MATERIAL PROVIDED =
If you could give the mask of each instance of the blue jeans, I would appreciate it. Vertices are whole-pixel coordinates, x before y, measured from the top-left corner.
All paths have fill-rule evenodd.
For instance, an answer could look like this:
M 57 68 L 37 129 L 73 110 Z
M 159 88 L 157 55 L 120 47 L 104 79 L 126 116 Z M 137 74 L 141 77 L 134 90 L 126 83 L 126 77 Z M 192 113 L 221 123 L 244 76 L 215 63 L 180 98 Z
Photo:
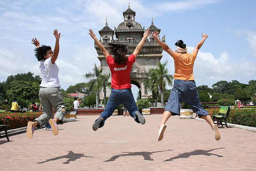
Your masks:
M 135 112 L 139 112 L 131 88 L 114 89 L 112 88 L 105 110 L 100 114 L 100 116 L 103 117 L 104 119 L 103 125 L 100 125 L 99 128 L 103 126 L 106 119 L 112 115 L 115 110 L 121 104 L 128 110 L 130 115 L 134 118 L 136 122 L 139 123 L 135 120 Z

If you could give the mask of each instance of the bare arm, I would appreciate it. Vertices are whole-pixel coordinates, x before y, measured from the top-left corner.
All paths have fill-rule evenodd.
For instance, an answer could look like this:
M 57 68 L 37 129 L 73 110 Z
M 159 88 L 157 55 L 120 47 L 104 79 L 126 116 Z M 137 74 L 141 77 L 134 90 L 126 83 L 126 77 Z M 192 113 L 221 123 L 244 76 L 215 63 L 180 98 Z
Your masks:
M 155 31 L 155 33 L 152 32 L 152 35 L 153 37 L 153 38 L 155 40 L 156 40 L 156 41 L 161 46 L 161 47 L 162 47 L 163 50 L 166 51 L 172 57 L 173 57 L 173 55 L 174 55 L 173 51 L 169 47 L 169 46 L 168 46 L 166 43 L 162 42 L 160 39 L 158 38 L 158 37 L 159 36 L 158 32 L 157 31 Z
M 32 42 L 31 43 L 37 46 L 37 48 L 38 48 L 39 47 L 39 41 L 37 40 L 37 38 L 35 38 L 35 39 L 32 39 Z
M 53 31 L 53 35 L 56 38 L 56 41 L 55 42 L 55 46 L 54 47 L 54 50 L 53 51 L 53 55 L 51 57 L 51 60 L 52 63 L 54 63 L 56 61 L 58 58 L 58 55 L 59 55 L 59 40 L 60 37 L 60 33 L 58 33 L 58 30 L 54 30 Z
M 135 50 L 134 50 L 134 52 L 132 53 L 134 56 L 135 56 L 135 59 L 137 57 L 137 56 L 140 53 L 140 50 L 141 50 L 141 48 L 143 46 L 143 45 L 144 44 L 144 42 L 146 40 L 146 38 L 147 37 L 148 33 L 150 32 L 149 29 L 147 29 L 145 31 L 145 33 L 143 35 L 143 37 L 141 39 L 141 40 L 140 42 L 140 43 L 138 44 L 135 48 Z
M 95 33 L 93 31 L 93 30 L 91 29 L 89 29 L 89 31 L 90 32 L 89 33 L 89 34 L 91 36 L 91 38 L 94 40 L 96 44 L 97 44 L 97 45 L 99 46 L 100 50 L 101 51 L 102 53 L 103 53 L 103 55 L 105 57 L 105 58 L 106 59 L 108 56 L 109 55 L 109 53 L 108 52 L 108 51 L 105 48 L 105 47 L 103 46 L 103 45 L 102 44 L 102 43 L 101 43 L 98 40 L 98 39 L 97 39 L 95 36 Z
M 206 34 L 203 34 L 203 33 L 202 33 L 202 37 L 203 37 L 202 39 L 199 42 L 199 43 L 197 43 L 196 47 L 193 50 L 193 52 L 195 52 L 197 54 L 197 53 L 198 52 L 198 51 L 199 51 L 199 49 L 202 47 L 205 39 L 208 37 L 208 35 Z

WHAT IS EXPECTED =
Do not include images; quote all of the entries above exactly.

TASK SOLUTION =
If you could give the mask of each instance of the blue jeans, I would appreciate it. Vertices are whole-pixel coordinates, x before y, measured from the top-left corner.
All paths have fill-rule evenodd.
For instance, an answer could look like this:
M 57 68 L 37 129 L 73 110 Z
M 159 88 L 157 55 L 120 47 L 104 79 L 126 116 Z M 137 74 L 141 77 L 134 90 L 126 83 L 126 77 Z M 192 113 L 221 123 L 244 76 L 215 63 L 180 98 Z
Photo:
Your masks:
M 135 112 L 139 112 L 131 88 L 114 89 L 112 88 L 105 110 L 100 114 L 100 116 L 103 117 L 104 119 L 103 125 L 100 125 L 99 128 L 103 126 L 106 119 L 112 115 L 115 110 L 121 104 L 128 110 L 130 115 L 134 118 L 136 122 L 139 123 L 135 120 Z

If you could give the mask of each instance of the bare arm, I would appreciate it. Vertices are whole-pixel coordinates, x before y, measured from the top-left corner.
All paths have fill-rule evenodd.
For instance, an answer could look like this:
M 57 68 L 37 129 L 73 110 Z
M 159 88 L 157 55 L 120 47 L 104 79 L 126 116 Z M 137 74 L 141 77 L 134 90 L 126 83 L 126 77 Z M 192 113 L 221 123 L 244 76 L 215 63 L 180 98 Z
Your masks:
M 155 31 L 155 33 L 152 32 L 152 35 L 153 37 L 153 38 L 155 40 L 156 40 L 156 41 L 161 46 L 161 47 L 162 47 L 163 50 L 166 51 L 172 57 L 173 57 L 173 55 L 174 55 L 173 51 L 169 47 L 169 46 L 168 46 L 166 43 L 162 42 L 160 39 L 158 38 L 158 37 L 159 36 L 158 32 L 157 31 Z
M 32 42 L 31 43 L 37 46 L 37 48 L 38 48 L 39 47 L 39 41 L 37 40 L 37 38 L 35 38 L 35 39 L 32 39 Z
M 53 31 L 53 35 L 56 38 L 56 41 L 55 42 L 55 46 L 54 47 L 54 50 L 53 51 L 53 55 L 51 57 L 51 60 L 52 63 L 54 63 L 56 61 L 58 58 L 58 55 L 59 55 L 59 40 L 60 37 L 60 33 L 58 33 L 58 30 L 54 30 Z
M 135 50 L 134 50 L 134 52 L 132 53 L 134 56 L 135 56 L 135 59 L 137 57 L 137 56 L 140 53 L 140 50 L 141 50 L 141 48 L 143 46 L 143 45 L 144 44 L 144 42 L 146 40 L 146 38 L 147 37 L 148 33 L 150 32 L 149 29 L 147 29 L 145 31 L 145 33 L 143 35 L 143 37 L 141 39 L 141 40 L 140 42 L 140 43 L 138 44 L 135 48 Z
M 95 33 L 93 31 L 93 30 L 91 29 L 89 29 L 89 31 L 90 32 L 89 33 L 89 34 L 91 36 L 91 38 L 94 40 L 96 44 L 97 44 L 97 45 L 99 46 L 100 50 L 101 51 L 102 53 L 103 53 L 103 55 L 105 57 L 105 58 L 106 59 L 108 56 L 109 55 L 109 53 L 108 52 L 108 51 L 105 48 L 105 47 L 103 46 L 103 45 L 102 44 L 102 43 L 101 43 L 98 40 L 98 39 L 97 39 L 95 36 Z
M 206 34 L 203 34 L 203 33 L 202 33 L 202 37 L 203 37 L 202 39 L 199 42 L 199 43 L 197 43 L 196 47 L 193 50 L 193 52 L 195 52 L 197 54 L 197 53 L 198 52 L 198 51 L 199 51 L 199 49 L 202 47 L 205 39 L 208 37 L 208 35 Z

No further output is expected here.